Our favourite homeware brands from around the world


Our favourite homeware brands from around the world

A handpicked selection to bring some international flair to your home without having to rack-up the air miles

Ella Alexander

BY Ella Alexander8 December 2022

It is, as they say, gifting season. And whether that’s an excuse to treat yourself or spoil a significant other, we naturally prefer an international feel to our objets d’amour. So to round off the year we’ve sourced a collection of collectibles from some of our most beloved destinations.

Each outlet works with local artisans to ensure that you take home something you’ll treasure forever, without having to worry about baggage limits. From Italian ceramics to Kenyan baskets, these are the interior brands to bring a sense of wanderlust to your home.


Fashion insider Natalie Sytner was inspired by her Ligurian grandmother Bettina to launch her label Bettina Ceramica – a celebration of Italian ceramics, both traditional and contemporary. She travelled across the country from Sicily to Veneto to find the families who have been making these beautiful handcrafted objects for generations, curating a selection of wall hangings, tableware, lamp bases and candlesticks.

The Sicilian head and figurine vases, inspired by the island’s multicultural heritage, are real standouts, created and painted in Caltagirone, an epicentre of the ceramic world. [Shop]


Homeware brand Kalinko has noble goals – to support and nurture craft families who have been isolated from global markets for 60 years under military dictatorship. Founder Sophie Garner wants to connect the country’s artisans with international shoppers in order to preserve its craftmanship and traditions.

Burmese rattan is thought to be the best and most durable in the world thanks to the technique of the weavers, so expect plenty of it, from trays and placemats to lampshades and laundry baskets. Also on offer are tactile wooden bowls, handblown glassware made using recycled materials and colourful cushion covers woven in the north-west of Burma. [Shop]


New London-based label Arbala collaborates with Morocco‘s best artisans to create homewares that go beyond touristy souk souvenirs. Infusing the country’s creative traditions with a modern aesthetic, the collections offer unique objects to treasure without the chaos of a maze-like bazaar.

Highlights include bright colourblock vases made using recycled glass from Marrakech’s famous glass-makers, Beldi; beautiful, one-of-a-kind marbled tableware created by an artisan maker in the small village of Ourika; and the brand’s best-selling wicker stools – the perfect way of injecting a pop of vibrancy and texture to any room. [Shop]


If you love antiques, then Andria Mitsakos’ Greece-based interiors brand Anthologist is the perfect shopping destination. With a background as travel publicist and collector of beautiful objects, Mitsakos not only sources unique homeware items, but also works with local artisans to create bespoke pieces impossible to find elsewhere.

## SOURCE MATERIAL
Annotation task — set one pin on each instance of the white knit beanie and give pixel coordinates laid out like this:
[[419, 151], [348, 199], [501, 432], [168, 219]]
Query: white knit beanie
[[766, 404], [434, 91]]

## BRIEF 1
According to the homeware brands article, in which town are the Sicilian head and figurine vases created and painted?
## BRIEF 2
Carry the homeware brands article forward from its last sentence.
This material has no connection to the homeware brands article.

## RESPONSE 1
In Caltagirone.

## RESPONSE 2
You’ll find hand-painted bowls in Mediterranean shades of sunshine, antique silk Suzani decorative pillow cases and rare, hand-loomed rugs that would look just as fitting in a frame as they would the centrepiece of a floor. There’s also a section dedicated entirely to folkloric items, each steeped in tradition, history and authenticity. [Shop]


Att Pynta translates in Swedish as ‘to add decorative details to your home’. We’re talking Scandinavia here, so decoration is still fuss-free and simple, which is exactly the focus of this rising interiors label that has steadily been building a cult following. Collections are focused on longevity and sustainability with timeless pieces designed to quietly elevate your home.

These aren’t attention-grabbing products, but rather understated, thoughtfully designed and high-quality objects that will never lose their appeal. Spanning sculptural vases and linen curtains to rattan rocking chairs and ribbed wine glasses, Att Pynta will offers Scandi elegance with personality. [Shop]


Zipporah Van Der Vijver’s grandmother was a Kenyan craftswoman, who raised her seven children through hand weaving baskets and tending to her little piece of land during rainy season. Van Der Vijver now lives in London, but is keen to amplify and celebrate the work of her grandmother and countless other Kenyan women who learnt the art of Kiondo basket-weaving from their forebears and used their artisan skills to feed their families.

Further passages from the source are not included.